Exactly reproduce each entry, leaving out nothing.

━━━ The records

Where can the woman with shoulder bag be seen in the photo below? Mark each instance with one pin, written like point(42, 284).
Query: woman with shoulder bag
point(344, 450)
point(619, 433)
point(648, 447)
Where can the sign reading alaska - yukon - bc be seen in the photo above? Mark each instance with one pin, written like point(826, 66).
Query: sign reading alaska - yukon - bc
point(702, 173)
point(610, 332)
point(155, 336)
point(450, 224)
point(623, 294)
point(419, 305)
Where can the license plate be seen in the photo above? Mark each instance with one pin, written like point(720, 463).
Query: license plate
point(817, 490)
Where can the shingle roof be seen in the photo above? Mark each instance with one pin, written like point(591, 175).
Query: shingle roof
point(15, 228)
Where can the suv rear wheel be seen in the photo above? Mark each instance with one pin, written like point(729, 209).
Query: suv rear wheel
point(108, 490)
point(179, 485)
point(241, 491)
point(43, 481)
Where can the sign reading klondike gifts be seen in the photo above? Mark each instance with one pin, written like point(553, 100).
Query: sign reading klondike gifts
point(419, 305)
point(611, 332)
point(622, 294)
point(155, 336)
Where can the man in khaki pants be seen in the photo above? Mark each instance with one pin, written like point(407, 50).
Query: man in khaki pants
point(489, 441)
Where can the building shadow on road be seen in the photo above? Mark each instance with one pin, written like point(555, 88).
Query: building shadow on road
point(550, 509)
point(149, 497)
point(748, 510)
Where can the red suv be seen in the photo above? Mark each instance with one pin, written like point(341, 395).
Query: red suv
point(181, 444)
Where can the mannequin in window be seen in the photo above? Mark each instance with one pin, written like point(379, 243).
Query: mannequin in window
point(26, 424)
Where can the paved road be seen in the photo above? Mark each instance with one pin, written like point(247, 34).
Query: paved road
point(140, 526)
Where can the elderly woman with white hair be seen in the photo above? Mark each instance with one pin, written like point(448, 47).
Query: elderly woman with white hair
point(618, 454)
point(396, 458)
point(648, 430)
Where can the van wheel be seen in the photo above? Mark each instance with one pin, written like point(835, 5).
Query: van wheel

━━━━━━

## Exercise answer:
Where can the woman with shoulder bag be seen in the photo below? Mark each instance with one pin, written like point(42, 284).
Query: woman with shoulder bag
point(344, 450)
point(619, 433)
point(648, 447)
Where can the sign reading alaska - yukon - bc be seen in the photo above? Mark each instance with one pin, written like point(826, 66).
Query: sign reading alaska - yukon - bc
point(702, 173)
point(610, 332)
point(155, 336)
point(450, 224)
point(623, 294)
point(419, 305)
Where can the license plate be seen in the photo above? Mark each instance with one pin, written like point(720, 463).
Query: license plate
point(817, 490)
Where can the shingle roof be seen in the photo above? Mark each instance with one pin, written like point(591, 175).
Query: shingle roof
point(15, 228)
Where can the suv rear wheel be seen in the photo above? Mark each instance with one pin, written like point(729, 209).
Query: suv rear wheel
point(108, 490)
point(179, 485)
point(241, 491)
point(43, 481)
Where can the sign reading klondike gifts be seen in the photo above? Mark each instance with one pin, written like point(553, 100).
Query: sign reading klondike gifts
point(419, 305)
point(611, 332)
point(622, 294)
point(155, 336)
Where can the man in khaki pants be seen in the photo above? Mark each instance with one pin, written like point(407, 50).
Query: man in khaki pants
point(489, 441)
Where can the building shadow on road be seen in the photo above? Mark each instance with one pin, written like point(555, 88).
Query: building shadow on road
point(550, 509)
point(149, 497)
point(748, 510)
Where can the red suv be seen in the photo above? Mark each instance with one pin, written like point(341, 395).
Query: red suv
point(181, 444)
Where can the mannequin in window be seen in the photo above? Mark each instance with one pin, written like point(379, 243).
Query: mannequin in window
point(26, 424)
Where can the paved road be seen in the photo above? Mark each instance with one pin, written like point(247, 34).
Query: paved road
point(140, 526)
Where can the elderly woman with white hair be seen in the photo above? Mark each instance with one pin, written like point(448, 47).
Query: elderly woman with white hair
point(618, 454)
point(396, 458)
point(648, 430)
Where can the van wheel be seen in the photo above? Mark each instance with one pin, written like point(835, 5).
Query: van wheel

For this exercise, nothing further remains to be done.